>> start Material provided

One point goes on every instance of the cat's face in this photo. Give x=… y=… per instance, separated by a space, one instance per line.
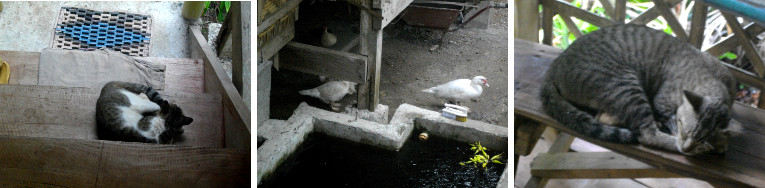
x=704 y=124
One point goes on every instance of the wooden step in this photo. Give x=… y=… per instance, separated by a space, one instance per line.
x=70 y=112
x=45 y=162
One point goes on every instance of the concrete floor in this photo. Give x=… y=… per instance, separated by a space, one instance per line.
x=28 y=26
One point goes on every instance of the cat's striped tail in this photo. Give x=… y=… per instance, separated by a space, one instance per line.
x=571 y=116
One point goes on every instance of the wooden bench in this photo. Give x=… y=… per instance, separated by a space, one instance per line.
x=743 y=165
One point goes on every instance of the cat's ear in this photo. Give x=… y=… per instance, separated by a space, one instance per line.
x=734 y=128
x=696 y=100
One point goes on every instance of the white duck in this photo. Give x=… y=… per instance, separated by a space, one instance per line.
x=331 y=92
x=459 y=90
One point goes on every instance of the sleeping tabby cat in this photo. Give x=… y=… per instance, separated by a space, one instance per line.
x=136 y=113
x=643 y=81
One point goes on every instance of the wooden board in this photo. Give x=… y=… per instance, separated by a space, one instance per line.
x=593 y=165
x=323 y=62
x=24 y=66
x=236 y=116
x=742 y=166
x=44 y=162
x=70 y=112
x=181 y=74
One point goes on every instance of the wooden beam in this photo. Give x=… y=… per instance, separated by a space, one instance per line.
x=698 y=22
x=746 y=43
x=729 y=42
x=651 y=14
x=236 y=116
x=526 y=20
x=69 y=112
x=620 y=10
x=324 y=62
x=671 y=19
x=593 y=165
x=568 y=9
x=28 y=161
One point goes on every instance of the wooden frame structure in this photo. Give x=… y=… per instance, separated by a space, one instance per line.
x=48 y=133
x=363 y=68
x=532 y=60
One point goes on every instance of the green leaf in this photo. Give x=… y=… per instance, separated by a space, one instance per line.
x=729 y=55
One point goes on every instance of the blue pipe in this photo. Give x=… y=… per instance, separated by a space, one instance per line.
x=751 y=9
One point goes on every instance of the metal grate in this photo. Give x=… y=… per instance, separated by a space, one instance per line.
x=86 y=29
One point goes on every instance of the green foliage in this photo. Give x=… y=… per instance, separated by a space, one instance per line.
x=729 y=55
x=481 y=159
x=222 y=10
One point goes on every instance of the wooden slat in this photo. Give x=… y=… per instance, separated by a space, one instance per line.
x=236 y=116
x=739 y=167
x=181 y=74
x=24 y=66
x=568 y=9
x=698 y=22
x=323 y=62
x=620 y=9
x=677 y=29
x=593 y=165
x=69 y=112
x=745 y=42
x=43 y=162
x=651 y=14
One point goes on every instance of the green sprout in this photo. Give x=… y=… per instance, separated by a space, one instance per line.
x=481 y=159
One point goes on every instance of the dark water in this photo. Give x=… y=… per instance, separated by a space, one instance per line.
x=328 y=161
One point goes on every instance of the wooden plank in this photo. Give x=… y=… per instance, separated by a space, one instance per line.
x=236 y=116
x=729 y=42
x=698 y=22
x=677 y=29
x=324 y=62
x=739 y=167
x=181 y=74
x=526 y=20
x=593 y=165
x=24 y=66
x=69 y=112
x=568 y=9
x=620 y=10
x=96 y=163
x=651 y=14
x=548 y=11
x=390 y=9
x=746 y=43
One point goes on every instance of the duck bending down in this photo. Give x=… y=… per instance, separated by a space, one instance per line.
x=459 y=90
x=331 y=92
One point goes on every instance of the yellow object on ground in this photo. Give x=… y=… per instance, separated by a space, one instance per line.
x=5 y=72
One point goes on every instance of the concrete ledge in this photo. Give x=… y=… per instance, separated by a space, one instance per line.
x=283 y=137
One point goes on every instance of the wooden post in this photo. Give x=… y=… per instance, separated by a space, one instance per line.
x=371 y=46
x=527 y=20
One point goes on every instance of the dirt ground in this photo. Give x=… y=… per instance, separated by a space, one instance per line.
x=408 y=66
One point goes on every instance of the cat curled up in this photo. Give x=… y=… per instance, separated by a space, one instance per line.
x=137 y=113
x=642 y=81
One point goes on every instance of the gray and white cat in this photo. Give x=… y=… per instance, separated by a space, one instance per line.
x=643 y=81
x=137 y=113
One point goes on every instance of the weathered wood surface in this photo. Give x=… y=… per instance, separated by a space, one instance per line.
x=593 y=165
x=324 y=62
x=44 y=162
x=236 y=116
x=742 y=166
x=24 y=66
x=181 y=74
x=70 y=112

>> end Material provided
>> start Material provided

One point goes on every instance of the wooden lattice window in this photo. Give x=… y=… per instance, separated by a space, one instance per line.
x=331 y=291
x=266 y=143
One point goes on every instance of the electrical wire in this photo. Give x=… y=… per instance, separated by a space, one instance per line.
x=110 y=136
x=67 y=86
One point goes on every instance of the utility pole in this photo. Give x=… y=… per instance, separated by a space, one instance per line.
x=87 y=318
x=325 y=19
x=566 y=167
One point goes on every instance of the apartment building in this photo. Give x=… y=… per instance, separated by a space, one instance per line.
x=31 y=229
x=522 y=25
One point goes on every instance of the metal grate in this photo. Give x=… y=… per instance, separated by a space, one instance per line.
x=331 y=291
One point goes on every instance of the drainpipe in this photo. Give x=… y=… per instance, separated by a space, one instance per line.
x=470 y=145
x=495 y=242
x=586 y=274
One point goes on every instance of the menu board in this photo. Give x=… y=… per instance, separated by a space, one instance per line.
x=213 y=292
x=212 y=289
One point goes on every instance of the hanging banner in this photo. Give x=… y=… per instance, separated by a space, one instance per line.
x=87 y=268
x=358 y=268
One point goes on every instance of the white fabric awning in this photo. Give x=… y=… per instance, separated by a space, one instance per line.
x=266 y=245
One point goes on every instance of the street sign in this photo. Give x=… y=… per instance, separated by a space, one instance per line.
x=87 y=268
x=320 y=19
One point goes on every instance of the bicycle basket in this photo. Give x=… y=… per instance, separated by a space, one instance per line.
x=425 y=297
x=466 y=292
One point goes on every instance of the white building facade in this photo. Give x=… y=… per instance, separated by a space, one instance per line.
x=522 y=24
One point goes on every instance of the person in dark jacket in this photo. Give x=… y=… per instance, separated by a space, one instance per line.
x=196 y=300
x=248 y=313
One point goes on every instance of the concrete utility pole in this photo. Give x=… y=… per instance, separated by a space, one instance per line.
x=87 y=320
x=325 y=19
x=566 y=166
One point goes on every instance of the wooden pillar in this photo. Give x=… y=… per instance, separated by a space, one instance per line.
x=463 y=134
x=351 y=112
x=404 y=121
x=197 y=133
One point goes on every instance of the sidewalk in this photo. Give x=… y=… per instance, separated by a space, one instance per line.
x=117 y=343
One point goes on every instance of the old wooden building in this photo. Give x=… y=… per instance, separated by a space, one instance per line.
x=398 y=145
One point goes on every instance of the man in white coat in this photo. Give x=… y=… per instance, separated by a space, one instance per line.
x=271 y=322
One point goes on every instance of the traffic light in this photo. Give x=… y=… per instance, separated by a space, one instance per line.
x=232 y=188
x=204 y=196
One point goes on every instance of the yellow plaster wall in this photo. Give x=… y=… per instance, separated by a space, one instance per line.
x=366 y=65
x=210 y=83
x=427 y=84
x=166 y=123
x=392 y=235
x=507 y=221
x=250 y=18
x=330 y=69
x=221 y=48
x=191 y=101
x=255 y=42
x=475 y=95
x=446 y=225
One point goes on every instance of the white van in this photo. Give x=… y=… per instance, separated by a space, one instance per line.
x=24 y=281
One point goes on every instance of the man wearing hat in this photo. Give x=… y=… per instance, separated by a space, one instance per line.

>> end Material provided

Given exercise -
Copy out the data word for word, starting with the line that contains "One point goes on every instance of the cat's face" and going on through the line that contains "x=743 y=165", with both of those lines included. Leave the pictures out.

Answer in full -
One point goes on every instance of the cat's face in this photo. Give x=… y=… per instance, separated by a space, one instance per line.
x=704 y=124
One point goes on every instance of the wooden step in this photo. Give x=… y=… per instance, separated by a space, one instance per line.
x=70 y=112
x=45 y=162
One point goes on every instance of the concrete floor in this photo. Give x=… y=… per instance, separated by a space, one instance per line.
x=28 y=26
One point goes on every instance of the cat's striped tail in this photo. Give x=… y=… per instance, separated by a space, one instance per line.
x=571 y=116
One point goes on every instance of the wooden bench in this photo. Give x=… y=… per instance, separated by a space, one instance per line.
x=743 y=165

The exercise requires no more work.